Page extract
Sunday, January 06, 2013

Jeyifo: First, There Was A Country; Then There Wasn’t: Reflections On Achebe’s New Book (2)

Superficially, it was understandable to conclude that this was indeed “an Igbo coup”. However, scratch a little deeper and complicating factors are discovered: One of the majors was Yoruba, and Nzeogwu himself was Igbo in name only…he was widely known as someone who saw himself as a Northerner, spoke fluent Hausa and little Igbo, and wore the traditional Northern dress when not in uniform.
Chinua Achebe, There Was A Country

In the end, I began to understand. There is such a thing as absolute power over narrative. Those who secure this privilege for themselves can arrange stories about others pretty much where, and as, they like.

Instructions to follow
Reproduce word for word the stretch of the reflection on Achebe's book from "Jeyifo: First, There" through "not in uniform.".

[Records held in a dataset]
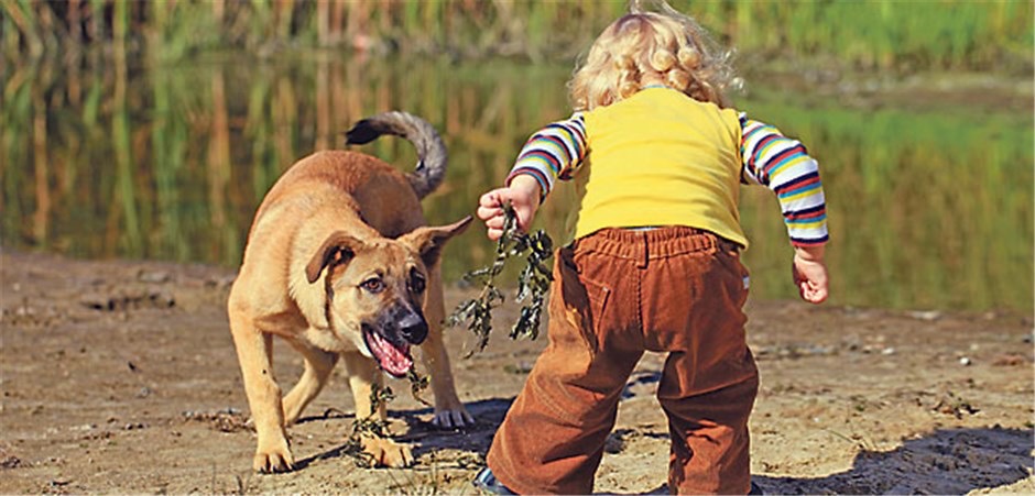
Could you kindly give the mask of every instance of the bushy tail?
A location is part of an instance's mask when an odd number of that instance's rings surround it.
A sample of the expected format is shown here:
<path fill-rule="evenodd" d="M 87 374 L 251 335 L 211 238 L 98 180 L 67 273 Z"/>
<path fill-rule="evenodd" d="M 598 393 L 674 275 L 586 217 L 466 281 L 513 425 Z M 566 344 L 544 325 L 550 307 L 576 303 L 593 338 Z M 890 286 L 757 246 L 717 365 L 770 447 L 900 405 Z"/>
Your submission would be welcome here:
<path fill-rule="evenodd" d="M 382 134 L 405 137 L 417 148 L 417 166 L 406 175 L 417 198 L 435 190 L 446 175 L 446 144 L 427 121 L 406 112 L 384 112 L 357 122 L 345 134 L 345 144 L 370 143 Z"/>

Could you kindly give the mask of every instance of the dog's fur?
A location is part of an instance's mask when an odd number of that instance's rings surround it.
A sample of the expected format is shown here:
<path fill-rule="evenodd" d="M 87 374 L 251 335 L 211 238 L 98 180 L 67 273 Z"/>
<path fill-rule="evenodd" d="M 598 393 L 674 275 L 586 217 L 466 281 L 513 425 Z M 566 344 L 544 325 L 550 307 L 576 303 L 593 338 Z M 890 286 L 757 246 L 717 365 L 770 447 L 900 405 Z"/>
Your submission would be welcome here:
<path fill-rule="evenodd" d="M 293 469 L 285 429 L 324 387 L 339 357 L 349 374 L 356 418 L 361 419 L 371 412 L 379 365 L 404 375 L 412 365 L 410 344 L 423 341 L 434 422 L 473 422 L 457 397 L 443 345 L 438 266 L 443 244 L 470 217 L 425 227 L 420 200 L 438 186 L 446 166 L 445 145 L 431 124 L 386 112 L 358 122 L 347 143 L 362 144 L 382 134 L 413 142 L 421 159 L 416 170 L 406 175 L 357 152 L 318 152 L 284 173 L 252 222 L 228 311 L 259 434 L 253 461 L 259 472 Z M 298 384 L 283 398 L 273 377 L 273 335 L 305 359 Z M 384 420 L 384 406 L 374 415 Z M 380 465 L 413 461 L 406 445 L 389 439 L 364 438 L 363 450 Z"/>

==

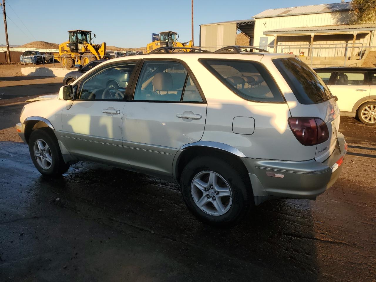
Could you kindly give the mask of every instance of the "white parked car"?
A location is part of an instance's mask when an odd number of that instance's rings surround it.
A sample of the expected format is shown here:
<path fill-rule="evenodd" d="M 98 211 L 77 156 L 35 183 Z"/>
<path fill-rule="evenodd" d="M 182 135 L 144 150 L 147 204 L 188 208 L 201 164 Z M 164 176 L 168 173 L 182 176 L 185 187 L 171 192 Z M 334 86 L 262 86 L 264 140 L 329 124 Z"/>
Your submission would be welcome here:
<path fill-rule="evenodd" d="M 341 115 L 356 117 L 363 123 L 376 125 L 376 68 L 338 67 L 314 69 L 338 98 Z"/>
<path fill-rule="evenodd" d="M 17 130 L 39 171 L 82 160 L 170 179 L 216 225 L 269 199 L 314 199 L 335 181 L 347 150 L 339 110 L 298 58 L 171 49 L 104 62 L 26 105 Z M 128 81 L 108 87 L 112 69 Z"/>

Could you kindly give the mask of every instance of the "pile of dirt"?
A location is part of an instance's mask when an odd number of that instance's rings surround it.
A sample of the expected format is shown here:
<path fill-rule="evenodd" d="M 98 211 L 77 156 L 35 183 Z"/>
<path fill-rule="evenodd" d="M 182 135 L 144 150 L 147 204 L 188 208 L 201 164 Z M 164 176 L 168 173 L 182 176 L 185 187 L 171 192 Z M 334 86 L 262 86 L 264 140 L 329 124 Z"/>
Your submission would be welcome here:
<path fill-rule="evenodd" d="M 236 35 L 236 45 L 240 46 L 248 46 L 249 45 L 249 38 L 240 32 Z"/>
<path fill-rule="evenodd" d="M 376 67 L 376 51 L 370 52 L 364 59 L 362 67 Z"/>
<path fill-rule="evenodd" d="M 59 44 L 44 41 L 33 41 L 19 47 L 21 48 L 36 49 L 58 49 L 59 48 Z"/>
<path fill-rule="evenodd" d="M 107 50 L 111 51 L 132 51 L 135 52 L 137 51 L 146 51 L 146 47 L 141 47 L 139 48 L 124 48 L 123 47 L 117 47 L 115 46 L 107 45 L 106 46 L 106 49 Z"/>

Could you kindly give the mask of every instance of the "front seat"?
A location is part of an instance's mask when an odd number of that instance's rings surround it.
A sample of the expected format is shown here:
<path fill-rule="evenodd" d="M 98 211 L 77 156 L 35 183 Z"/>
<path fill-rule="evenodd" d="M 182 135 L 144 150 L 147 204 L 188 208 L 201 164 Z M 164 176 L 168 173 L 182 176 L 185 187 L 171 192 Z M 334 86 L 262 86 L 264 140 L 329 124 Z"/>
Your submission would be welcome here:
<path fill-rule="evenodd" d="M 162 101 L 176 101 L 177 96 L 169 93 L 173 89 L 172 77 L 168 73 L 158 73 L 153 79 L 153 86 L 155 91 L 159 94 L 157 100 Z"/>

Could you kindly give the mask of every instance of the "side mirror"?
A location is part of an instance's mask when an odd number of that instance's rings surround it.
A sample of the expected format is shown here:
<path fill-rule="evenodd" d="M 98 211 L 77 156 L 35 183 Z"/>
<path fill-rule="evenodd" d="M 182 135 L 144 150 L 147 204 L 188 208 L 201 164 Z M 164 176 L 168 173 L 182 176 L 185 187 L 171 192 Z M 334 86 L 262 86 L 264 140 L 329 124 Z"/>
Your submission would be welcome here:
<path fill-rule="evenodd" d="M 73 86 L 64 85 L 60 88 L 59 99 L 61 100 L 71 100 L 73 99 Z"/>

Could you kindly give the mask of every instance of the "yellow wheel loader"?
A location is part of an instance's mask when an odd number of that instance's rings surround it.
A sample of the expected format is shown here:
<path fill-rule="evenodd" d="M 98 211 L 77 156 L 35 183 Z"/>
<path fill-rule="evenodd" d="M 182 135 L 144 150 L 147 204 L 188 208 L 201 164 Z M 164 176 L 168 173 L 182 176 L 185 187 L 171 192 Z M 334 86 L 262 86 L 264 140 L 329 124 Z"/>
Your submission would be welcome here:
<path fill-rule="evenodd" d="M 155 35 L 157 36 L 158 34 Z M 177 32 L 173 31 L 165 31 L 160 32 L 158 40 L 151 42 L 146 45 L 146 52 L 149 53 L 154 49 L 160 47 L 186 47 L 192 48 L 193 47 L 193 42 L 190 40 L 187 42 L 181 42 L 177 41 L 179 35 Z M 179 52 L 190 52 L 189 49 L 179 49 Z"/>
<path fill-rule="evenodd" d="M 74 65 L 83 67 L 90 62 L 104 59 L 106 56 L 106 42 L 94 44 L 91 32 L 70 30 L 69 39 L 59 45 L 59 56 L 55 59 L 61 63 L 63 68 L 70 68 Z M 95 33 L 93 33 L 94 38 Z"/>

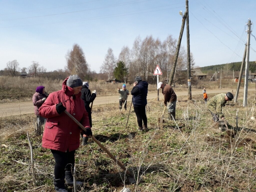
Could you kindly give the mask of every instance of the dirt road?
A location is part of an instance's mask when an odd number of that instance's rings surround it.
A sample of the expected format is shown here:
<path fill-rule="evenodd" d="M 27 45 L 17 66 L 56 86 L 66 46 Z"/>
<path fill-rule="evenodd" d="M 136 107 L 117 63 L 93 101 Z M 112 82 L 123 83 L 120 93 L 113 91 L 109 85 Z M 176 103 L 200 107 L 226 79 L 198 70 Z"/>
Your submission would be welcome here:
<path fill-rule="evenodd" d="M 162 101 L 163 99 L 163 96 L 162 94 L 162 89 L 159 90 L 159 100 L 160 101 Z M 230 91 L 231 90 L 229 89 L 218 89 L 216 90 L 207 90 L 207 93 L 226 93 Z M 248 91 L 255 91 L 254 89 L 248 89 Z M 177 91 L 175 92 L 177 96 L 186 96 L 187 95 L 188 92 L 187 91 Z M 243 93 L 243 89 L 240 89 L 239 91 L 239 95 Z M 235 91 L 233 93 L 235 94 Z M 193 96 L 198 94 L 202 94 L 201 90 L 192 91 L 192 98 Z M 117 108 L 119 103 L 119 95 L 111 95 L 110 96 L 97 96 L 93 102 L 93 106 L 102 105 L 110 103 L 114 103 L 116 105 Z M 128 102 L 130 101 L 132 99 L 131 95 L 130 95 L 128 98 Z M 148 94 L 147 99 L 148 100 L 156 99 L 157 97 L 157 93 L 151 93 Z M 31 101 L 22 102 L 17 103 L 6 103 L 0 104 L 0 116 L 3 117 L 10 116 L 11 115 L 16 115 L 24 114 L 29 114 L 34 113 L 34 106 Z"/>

Final answer
Jeyifo: First, There Was A Country; Then There Wasn’t: Reflections On Achebe’s New Book (2)

Superficially, it was understandable to conclude that this was indeed “an Igbo coup”. However, scratch a little deeper and complicating factors are discovered: One of the majors was Yoruba, and Nzeogwu himself was Igbo in name only…he was widely known as someone who saw himself as a Northerner, spoke fluent Hausa and little Igbo, and wore the traditional Northern dress when not in uniform.